§ **Instruction a**
Please count how many lines in the entries below contain the word "neck", with case counting, and reply with the number only.

When some people continue to cling to the Mogul hypothesis despite its utter and total falsification, as discussed in this blog in the past, they are not following a critical rationalist approach to science.
Of course there appears to be a second layer to all this. Some issues go beyond being simply a scientific question and involve national security or political consideration. In these circumstances it may be hard to distinguish between pathological scepticism and cynically pragmatic abuse of science for what some would argue are much more significant objectives.
Anyway...just my working hypothesis at the moment

albert said...

@Anthony,

"...A critical rationalist approach, following Popper, considers all knowledge to be provisional and potentially falsifiable. Some knowledge is much more secure and unlikely to be falsified than others but the principle applies...."
.
Since there is a large range of probabilities (from metaphysical certitude to highly unlikely) for the 'truthfulness' of all knowledge, there must be a large range of attitudes toward that knowledge (from violent fanaticism to banal cynicism). Whereas the cynic may be willing to assign probabilities to a particular theory, the fanatic will never accept anything less than metaphysical certitude.

In the case of the Mogul balloon theory, most folks (present company excluded) would consider it a teapot tempest. However, if Congress decides to pass a law that prohibits criticising religions (BTW, clearly unconstitutional), the public outcry would be tremendous.

I agree that some folks need psychological teddy bears to comfort them in their beliefs, but real* fanatics don't have any uncertainty about their beliefs; they have their faith in God or Science.

That's my working hypothesis.

..........
* as opposed to the cynics and poseurs. I worked with a fellow, very much an atheist, who continually pumped me for Bible information, just so he could argue with the fundamentalists in the company. He got to be pretty good at it. :)

Mark said...

I'm curious: do you have examples of people who you would consider legitimate skeptics, who do not support the alien hypothesis for UFOs? To be open about my own biases, I'm agnostic-leaning-towards-skeptic on the alien hypothesis.

§ **Instruction b**
Write what comes next in the comment thread on skepticism and critical rationalism above, picking up after its last sentence.

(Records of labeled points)
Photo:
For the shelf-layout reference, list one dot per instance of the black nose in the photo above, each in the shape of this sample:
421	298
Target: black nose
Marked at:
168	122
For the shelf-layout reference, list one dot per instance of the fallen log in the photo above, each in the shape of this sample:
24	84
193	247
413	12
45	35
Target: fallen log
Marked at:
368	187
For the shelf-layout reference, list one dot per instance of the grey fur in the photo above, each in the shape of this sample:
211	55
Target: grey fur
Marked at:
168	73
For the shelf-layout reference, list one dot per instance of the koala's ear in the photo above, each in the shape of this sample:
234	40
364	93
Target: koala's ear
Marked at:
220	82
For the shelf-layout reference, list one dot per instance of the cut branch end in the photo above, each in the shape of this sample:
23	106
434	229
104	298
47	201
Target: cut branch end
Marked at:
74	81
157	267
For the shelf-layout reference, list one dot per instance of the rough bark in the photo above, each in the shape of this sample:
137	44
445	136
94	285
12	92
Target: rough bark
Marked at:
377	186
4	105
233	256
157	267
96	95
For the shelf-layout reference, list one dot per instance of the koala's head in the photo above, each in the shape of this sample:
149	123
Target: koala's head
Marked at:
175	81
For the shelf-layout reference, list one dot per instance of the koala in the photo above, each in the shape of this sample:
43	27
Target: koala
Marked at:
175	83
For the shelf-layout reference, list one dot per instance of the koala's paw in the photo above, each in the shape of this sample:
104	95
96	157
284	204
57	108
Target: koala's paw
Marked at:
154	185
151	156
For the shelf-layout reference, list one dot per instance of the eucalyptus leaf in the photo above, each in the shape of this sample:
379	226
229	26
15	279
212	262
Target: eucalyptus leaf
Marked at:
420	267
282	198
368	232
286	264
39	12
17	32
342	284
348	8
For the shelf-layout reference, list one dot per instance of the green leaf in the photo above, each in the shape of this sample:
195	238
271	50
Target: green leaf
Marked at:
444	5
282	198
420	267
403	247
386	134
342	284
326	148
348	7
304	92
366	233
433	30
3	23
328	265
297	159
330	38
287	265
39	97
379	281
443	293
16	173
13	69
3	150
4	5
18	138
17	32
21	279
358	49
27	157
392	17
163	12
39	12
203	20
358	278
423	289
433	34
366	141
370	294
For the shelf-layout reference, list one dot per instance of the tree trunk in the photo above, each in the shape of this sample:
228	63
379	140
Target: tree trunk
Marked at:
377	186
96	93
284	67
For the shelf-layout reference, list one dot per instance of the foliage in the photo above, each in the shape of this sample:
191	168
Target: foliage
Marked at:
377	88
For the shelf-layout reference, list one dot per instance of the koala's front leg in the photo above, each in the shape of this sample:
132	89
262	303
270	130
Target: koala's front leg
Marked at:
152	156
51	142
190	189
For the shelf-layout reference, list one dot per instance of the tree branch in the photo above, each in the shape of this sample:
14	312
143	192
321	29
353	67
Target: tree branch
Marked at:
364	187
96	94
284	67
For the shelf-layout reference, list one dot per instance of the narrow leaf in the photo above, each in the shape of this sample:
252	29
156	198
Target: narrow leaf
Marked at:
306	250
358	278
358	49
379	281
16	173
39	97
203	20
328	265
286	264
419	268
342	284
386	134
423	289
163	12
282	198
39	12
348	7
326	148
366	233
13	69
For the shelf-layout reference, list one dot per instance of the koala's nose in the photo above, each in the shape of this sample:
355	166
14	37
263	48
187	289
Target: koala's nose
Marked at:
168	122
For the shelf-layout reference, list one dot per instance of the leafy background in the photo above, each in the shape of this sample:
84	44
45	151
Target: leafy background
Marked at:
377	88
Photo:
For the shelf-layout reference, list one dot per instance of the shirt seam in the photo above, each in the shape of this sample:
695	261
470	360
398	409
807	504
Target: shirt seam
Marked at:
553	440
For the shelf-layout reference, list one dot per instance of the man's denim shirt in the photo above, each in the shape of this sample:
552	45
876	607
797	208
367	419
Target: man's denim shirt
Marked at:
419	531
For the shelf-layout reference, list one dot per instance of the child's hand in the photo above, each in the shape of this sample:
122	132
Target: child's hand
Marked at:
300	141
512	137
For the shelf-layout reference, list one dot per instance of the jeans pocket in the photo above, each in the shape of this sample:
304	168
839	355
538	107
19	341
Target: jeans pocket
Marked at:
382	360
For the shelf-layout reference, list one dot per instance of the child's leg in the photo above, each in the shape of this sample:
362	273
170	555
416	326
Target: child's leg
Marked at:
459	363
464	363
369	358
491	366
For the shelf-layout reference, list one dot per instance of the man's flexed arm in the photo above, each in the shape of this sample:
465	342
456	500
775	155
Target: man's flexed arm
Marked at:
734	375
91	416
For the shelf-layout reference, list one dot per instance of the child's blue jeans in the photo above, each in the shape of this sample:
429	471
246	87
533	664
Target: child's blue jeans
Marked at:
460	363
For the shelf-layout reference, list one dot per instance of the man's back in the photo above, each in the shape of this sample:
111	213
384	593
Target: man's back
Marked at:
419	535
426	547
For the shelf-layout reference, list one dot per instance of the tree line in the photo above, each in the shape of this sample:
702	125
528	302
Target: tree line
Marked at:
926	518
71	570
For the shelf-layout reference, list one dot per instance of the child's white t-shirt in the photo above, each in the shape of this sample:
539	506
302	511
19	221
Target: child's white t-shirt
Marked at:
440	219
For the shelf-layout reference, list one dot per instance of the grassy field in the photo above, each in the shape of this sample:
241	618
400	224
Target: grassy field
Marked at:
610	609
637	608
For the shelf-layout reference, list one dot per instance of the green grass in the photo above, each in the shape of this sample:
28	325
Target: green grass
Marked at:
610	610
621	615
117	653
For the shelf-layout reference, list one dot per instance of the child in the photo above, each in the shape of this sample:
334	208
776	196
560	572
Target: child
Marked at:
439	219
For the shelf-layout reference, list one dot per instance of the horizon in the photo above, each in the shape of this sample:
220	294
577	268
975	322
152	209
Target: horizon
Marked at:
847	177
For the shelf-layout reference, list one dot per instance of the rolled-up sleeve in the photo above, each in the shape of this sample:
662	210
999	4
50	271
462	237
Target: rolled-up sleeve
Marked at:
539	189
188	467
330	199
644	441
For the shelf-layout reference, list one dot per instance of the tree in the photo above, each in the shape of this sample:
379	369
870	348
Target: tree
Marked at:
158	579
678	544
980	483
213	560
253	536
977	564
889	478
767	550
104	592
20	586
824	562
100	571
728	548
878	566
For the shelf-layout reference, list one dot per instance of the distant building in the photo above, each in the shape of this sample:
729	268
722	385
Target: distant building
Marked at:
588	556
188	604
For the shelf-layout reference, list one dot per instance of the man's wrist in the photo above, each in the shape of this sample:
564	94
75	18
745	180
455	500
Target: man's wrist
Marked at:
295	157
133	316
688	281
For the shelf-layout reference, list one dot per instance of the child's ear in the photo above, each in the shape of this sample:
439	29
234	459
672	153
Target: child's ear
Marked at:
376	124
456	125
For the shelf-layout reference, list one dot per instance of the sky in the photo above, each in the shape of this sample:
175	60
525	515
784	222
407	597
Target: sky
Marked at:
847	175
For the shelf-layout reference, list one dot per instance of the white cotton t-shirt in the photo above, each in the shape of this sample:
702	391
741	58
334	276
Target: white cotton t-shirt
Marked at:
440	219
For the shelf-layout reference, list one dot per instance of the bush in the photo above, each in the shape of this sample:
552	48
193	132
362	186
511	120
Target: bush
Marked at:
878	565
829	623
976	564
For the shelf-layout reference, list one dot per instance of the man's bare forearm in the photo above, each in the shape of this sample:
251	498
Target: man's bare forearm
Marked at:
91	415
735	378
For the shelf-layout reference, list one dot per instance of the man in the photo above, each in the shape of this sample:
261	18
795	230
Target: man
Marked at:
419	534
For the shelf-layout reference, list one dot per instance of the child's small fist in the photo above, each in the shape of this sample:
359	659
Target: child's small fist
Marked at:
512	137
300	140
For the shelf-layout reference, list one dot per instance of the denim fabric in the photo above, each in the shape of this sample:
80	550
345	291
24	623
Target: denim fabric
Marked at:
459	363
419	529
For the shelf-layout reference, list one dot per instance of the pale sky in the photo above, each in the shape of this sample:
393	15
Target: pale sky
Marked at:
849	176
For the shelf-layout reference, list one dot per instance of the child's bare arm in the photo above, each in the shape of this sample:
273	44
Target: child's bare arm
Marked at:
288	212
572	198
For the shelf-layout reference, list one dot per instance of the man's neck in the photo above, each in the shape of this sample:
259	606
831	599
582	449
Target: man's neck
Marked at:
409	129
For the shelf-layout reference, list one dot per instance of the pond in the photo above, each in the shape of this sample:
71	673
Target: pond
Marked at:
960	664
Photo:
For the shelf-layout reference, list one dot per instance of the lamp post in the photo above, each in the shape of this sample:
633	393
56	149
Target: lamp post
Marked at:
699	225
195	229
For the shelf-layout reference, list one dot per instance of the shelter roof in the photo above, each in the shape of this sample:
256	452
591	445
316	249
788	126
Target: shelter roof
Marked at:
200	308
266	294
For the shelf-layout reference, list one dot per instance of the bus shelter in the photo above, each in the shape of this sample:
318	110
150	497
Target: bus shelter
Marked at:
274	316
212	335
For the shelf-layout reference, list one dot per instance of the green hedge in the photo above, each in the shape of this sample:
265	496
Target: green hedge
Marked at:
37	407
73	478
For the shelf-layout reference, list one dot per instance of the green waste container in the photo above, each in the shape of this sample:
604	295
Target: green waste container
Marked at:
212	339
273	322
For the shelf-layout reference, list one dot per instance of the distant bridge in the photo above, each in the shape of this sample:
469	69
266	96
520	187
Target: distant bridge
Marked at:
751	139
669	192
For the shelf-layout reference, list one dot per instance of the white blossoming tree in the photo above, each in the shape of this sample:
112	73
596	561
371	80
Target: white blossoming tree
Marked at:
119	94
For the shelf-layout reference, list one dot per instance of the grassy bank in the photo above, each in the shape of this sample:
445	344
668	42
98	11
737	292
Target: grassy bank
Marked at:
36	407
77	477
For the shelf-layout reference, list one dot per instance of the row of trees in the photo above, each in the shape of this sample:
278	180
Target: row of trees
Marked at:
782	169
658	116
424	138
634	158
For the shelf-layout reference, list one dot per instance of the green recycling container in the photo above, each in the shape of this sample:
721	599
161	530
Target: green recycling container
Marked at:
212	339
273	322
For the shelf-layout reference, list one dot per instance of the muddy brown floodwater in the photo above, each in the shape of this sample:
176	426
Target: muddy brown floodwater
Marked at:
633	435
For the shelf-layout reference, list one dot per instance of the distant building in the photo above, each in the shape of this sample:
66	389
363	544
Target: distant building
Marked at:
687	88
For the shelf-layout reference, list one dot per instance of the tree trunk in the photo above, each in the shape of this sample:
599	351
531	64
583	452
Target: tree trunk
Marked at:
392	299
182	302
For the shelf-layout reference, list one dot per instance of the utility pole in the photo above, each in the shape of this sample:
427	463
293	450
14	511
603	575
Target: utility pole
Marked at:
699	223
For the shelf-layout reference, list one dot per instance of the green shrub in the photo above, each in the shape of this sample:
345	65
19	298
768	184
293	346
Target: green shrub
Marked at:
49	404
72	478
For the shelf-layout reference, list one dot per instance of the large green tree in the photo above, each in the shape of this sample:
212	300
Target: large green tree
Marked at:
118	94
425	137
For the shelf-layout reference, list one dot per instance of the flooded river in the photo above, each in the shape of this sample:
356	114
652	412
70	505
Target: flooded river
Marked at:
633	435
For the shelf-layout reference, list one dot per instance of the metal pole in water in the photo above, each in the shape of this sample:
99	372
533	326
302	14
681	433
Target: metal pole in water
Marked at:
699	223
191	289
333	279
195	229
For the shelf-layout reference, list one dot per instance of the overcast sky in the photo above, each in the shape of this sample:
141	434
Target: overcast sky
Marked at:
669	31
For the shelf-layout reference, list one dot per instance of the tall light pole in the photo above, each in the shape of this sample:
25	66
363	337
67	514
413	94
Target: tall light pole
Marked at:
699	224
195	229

§ **Written reply a**
2

§ **Written reply b**
erickson said...

Sharon Hill (Doubtful News) recently tweeted, "Skepticism should not be off the cuff dismissiveness. It should be an attempt to understand and present in a rational light."

As one who is skeptical about many things within ufology, I certainly agree with that. But it is also a standard that should be applied to the things that we believe. We should not accept claims without critical thought simply because something conforms to a belief system.

Critical thought should be the starting point on either side of the fence.

Gal220 said...

Thoughtful post and maybe even helpful to some, but the cynic in me doesnt really believe it. Most people appear to have leanings one way or another, like liberal or conservative, never the twain shall meet. Its unfortunate the small margin of swing voters, who really dont know what they believe, usually decides things.

Anthony Mugan said...

@Mark
Michael Persinger would be a good example of a sceptic who has done outstanding work in this area.

albert said...

@Mark,
Were you directing your question to anyone in particular?
. .. . .. --- ....

Gilles Fernandez said...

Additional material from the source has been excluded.